Instructions to follow:
Copy out every line of the listing in which "rusty" appears.

_ _ _ _

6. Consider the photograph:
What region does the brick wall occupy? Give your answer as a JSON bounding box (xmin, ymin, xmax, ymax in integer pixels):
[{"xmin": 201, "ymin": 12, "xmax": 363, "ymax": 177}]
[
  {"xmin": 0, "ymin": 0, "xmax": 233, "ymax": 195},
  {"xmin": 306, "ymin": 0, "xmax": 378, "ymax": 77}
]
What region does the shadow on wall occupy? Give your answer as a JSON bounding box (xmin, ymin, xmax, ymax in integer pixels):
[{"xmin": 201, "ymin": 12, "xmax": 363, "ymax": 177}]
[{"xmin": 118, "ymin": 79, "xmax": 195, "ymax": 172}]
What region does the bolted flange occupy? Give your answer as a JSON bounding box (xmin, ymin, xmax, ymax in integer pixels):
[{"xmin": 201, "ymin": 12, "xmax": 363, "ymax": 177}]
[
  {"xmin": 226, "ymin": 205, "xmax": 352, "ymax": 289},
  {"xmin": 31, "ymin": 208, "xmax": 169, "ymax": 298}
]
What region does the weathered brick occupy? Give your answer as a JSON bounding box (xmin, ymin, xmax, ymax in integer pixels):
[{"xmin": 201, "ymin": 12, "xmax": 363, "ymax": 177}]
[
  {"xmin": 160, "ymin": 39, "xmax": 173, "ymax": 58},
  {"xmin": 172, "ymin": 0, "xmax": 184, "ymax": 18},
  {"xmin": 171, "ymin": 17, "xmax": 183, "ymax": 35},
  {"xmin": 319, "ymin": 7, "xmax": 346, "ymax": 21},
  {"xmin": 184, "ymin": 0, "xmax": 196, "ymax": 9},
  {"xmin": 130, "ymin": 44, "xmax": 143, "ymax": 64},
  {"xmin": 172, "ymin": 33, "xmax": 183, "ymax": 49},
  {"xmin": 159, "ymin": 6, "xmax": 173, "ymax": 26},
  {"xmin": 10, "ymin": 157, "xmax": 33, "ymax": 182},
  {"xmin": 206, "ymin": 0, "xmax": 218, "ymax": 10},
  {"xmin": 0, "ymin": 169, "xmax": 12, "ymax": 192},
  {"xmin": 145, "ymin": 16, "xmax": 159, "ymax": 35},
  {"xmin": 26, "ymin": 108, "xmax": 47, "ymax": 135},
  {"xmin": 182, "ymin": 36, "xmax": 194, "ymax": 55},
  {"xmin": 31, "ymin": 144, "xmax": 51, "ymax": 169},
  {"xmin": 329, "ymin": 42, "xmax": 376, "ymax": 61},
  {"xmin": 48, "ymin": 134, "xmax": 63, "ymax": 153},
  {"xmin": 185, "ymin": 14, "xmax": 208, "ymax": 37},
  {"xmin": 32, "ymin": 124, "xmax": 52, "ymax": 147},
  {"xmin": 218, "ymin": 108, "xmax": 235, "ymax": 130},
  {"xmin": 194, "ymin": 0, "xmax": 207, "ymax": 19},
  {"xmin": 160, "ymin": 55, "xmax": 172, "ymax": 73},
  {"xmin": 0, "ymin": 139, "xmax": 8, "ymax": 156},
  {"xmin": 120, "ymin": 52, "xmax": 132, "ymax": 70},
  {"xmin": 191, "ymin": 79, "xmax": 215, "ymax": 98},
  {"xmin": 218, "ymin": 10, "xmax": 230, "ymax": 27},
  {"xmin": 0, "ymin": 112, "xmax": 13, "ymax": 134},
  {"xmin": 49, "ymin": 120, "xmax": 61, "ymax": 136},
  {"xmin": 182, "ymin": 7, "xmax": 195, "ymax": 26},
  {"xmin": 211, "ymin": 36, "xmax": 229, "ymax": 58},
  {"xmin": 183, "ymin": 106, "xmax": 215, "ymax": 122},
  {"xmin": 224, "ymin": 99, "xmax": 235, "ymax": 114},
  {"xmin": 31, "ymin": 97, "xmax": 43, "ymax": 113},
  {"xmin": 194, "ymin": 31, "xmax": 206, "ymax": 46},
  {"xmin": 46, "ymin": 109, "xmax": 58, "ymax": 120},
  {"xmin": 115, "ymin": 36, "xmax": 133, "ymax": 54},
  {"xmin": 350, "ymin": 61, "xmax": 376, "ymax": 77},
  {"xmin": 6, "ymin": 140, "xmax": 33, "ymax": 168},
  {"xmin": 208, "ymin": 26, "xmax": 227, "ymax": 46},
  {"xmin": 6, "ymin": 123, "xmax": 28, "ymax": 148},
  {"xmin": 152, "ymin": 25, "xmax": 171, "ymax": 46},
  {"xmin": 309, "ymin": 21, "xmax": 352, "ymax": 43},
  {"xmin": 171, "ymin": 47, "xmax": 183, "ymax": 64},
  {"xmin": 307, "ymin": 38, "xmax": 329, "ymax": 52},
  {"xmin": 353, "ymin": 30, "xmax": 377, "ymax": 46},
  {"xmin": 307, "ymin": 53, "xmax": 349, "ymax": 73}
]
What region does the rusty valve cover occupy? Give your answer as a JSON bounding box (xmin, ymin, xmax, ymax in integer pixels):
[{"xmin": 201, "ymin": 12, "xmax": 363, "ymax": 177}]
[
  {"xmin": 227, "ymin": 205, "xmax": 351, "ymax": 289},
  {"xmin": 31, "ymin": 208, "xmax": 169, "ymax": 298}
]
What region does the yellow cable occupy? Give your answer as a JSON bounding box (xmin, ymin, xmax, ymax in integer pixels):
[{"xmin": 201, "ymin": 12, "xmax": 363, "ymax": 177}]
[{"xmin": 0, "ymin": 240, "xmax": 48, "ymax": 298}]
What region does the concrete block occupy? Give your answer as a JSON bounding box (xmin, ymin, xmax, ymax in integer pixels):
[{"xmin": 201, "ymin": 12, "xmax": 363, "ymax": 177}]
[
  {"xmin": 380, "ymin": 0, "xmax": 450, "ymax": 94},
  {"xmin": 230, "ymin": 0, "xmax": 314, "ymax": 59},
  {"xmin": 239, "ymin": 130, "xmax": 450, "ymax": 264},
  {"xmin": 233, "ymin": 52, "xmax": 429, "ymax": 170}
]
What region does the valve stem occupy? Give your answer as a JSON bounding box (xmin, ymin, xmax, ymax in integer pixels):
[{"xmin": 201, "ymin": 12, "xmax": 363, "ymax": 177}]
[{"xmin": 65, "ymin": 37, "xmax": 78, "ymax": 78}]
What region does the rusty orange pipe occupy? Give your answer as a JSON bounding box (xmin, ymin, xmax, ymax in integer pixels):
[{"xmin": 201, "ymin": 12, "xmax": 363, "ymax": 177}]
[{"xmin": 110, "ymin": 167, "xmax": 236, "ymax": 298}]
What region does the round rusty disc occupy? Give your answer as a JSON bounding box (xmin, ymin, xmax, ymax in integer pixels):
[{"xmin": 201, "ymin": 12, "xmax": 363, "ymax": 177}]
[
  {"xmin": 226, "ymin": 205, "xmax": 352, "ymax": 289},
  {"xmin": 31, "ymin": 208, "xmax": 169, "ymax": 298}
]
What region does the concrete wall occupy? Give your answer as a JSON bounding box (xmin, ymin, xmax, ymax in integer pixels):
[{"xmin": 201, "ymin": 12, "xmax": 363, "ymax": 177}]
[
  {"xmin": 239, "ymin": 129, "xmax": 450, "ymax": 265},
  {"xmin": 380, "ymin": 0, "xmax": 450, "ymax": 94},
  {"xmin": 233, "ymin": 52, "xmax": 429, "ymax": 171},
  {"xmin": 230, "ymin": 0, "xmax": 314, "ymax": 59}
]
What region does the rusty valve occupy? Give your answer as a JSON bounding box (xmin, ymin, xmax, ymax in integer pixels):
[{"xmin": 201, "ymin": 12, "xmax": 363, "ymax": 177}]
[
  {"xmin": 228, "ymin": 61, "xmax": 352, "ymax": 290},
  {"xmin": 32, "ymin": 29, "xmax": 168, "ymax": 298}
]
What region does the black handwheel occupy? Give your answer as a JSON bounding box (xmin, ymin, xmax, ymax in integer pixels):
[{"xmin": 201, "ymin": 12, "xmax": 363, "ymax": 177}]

_ _ _ _

Exercise output:
What region does the rusty valve cover occupy? Give your answer as a JSON bounding box (xmin, ymin, xmax, ymax in integer pixels):
What region does the rusty orange pipe occupy? Give your answer as a JSON bounding box (xmin, ymin, xmax, ymax in integer pixels):
What region does the round rusty disc occupy? Give your answer as a JSON bounding box (xmin, ymin, xmax, ymax in integer pixels):
What region does the rusty valve occupy? Give your answer as a JSON bounding box (xmin, ymin, xmax, ymax in integer pixels):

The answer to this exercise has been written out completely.